The task
How many lines in the material below contain the string "separate"? Case counts. Reply with the number only.

>> start

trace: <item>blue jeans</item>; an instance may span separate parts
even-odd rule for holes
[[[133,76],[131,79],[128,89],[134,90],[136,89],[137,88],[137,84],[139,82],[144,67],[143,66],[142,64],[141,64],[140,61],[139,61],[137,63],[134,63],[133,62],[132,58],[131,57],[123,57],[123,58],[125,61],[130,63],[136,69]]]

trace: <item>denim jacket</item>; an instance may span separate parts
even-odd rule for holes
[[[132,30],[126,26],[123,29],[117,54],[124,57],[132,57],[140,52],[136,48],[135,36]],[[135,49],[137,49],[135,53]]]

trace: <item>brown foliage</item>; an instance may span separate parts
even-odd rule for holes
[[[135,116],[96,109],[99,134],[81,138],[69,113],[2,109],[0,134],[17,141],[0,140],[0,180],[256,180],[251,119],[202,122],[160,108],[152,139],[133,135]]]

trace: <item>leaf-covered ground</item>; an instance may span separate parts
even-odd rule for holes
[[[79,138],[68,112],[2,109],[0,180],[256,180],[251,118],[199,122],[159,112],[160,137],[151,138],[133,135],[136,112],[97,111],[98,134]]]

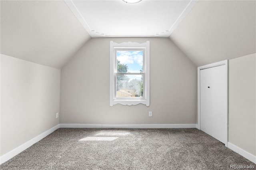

>> end

Solution for this problem
4